Start of Supplied records
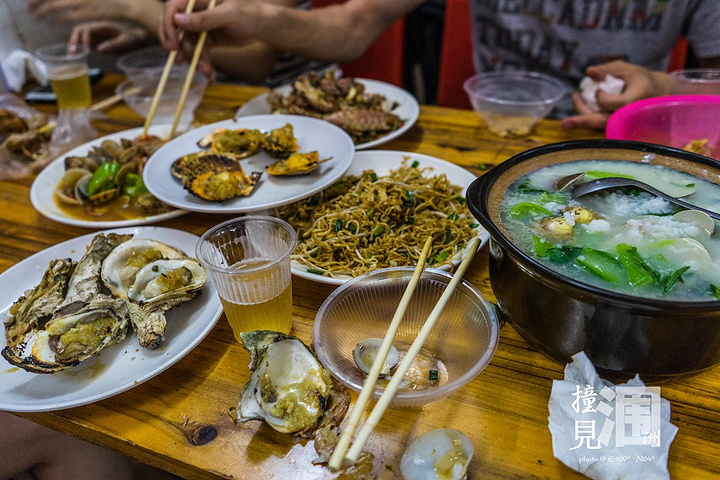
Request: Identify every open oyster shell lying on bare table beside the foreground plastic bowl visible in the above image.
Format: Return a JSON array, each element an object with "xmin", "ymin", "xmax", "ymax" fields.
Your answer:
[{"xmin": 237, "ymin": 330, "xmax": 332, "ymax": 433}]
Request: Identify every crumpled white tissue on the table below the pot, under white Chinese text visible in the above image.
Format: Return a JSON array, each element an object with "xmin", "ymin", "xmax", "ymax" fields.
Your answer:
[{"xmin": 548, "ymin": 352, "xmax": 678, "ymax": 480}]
End of Supplied records
Start of Supplied records
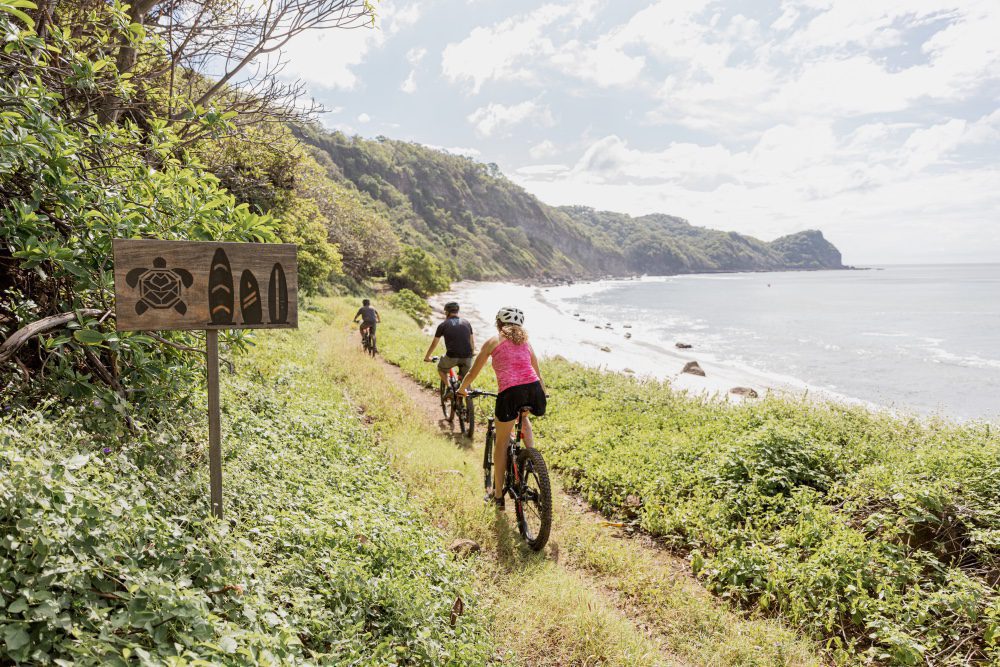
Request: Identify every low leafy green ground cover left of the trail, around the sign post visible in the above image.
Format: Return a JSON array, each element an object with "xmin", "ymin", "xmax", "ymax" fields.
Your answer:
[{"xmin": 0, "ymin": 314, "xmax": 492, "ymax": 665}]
End of Supplied records
Activity
Which lines above run from the one containing "Request: Identify every open" down to the one containing "Request: Identify every crumpled"? Repeat exactly those, both ends included, and nothing else.

Response to this exercise
Request: Identify every open oyster shell lying on bare table beside the foreground plastic bowl visible in the above image.
Format: Return a JSON array, each element an object with "xmin", "ymin", "xmax", "ymax" fields.
Your answer:
[{"xmin": 237, "ymin": 330, "xmax": 332, "ymax": 433}]
Request: Identify every crumpled white tissue on the table below the pot, under white Chinese text visible in the above image.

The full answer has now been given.